### PARTS OF THE EXERCISE
1. In the political commentary, what did Romney pledge to abolish?
2. Please list every contrasting pair the political commentary gives to show the stark choice the 2012 election ought to present.

Obama used to brag that “we do big things.” He often warned the Clinton Administration veterans in his White House that he didn’t intend to waste time on school uniforms. So it’s deflating to watch him running away from his record and campaigning on smallball. Some liberals say PBS subsidies are investments in education, which is a reasonable argument. But it’s odd how silent those liberals—and Obama—have been about the president’s larger investments in education, tens of billions of dollars in emergency aid that prevented hundreds of thousands of teacher layoffs during the Great Recession, extra help for Head Start and the most troubled schools, massive tuition assistance for low-income students. Republicans marched in lockstep against all of those efforts. Isn’t that a bigger deal than Big Bird?

The Obama campaign seems to be recognizing that it overplayed its Muppet hand; its latest ad points out that Romney supported budgets that would slash Medicaid for nursing homes, a much more vital government function. For months, the word out of Chicago was that Obama would make sure 2012 was a choice election, and it ought to be a stark choice: clean energy versus dirty energy, health insurance for all versus repealing health insurance for all, pro-choice versus pro-life, raising taxes on the wealthy versus promising to balance the budget without raising taxes or cutting anything significant. Just yesterday, Romney pledged to abolish the estate tax, which would expand the deficit to reward the heirs of billionaires and multi-millionaires like him. Now that’s worth a debate.

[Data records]

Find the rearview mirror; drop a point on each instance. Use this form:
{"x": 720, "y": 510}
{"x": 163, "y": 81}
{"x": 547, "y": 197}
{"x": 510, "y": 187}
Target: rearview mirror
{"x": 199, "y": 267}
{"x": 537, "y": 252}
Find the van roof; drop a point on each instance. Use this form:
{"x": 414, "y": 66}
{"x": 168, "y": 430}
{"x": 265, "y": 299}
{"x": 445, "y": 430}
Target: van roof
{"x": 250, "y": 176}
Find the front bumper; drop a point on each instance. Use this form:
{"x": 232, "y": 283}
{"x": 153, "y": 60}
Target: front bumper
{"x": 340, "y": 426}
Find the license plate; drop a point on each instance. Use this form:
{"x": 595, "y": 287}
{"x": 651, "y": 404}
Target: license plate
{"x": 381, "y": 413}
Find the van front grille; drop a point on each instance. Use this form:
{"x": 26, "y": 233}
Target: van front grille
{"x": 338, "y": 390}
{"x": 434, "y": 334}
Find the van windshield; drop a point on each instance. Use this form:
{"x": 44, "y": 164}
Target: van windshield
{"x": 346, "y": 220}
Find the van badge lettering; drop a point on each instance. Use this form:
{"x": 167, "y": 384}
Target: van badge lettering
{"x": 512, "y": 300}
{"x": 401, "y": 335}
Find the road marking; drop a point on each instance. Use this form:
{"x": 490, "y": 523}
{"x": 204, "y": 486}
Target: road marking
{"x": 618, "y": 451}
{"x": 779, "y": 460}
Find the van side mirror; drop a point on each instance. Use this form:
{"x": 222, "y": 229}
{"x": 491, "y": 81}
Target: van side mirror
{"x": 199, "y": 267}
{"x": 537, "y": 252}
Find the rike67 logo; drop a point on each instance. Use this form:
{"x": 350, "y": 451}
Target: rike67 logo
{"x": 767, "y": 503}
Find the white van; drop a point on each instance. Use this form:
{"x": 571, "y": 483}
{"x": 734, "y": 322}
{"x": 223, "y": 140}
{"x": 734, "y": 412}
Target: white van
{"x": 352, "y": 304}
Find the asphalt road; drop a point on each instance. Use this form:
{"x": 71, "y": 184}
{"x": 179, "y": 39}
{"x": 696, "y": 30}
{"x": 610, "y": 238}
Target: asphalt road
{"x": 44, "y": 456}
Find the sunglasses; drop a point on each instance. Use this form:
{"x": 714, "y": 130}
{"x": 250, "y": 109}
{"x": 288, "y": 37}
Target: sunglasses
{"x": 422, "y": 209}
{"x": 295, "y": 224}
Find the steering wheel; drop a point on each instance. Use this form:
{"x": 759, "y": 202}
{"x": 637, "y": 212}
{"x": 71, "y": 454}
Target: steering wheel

--

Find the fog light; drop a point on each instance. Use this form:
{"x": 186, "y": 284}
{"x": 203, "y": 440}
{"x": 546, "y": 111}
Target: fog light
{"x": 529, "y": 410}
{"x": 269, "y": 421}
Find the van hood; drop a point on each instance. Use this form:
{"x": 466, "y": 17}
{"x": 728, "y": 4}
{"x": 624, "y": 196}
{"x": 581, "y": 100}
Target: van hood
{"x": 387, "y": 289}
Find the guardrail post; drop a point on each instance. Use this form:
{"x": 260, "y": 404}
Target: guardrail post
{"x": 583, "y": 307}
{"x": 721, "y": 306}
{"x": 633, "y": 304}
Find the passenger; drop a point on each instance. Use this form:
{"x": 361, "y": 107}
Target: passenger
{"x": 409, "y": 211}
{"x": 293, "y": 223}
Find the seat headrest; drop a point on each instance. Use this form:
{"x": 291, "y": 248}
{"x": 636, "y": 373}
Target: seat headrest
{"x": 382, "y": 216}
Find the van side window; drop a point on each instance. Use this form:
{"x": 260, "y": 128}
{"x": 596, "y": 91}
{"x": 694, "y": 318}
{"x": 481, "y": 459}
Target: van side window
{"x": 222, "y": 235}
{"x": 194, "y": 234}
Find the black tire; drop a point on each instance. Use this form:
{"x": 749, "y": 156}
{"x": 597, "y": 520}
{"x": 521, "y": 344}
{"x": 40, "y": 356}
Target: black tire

### RESPONSES PER TASK
1. The estate tax.

2.
- Clean energy versus dirty energy
- Health insurance for all versus repealing health insurance for all
- Pro-choice versus pro-life
- Raising taxes on the wealthy versus promising to balance the budget without raising taxes or cutting anything significant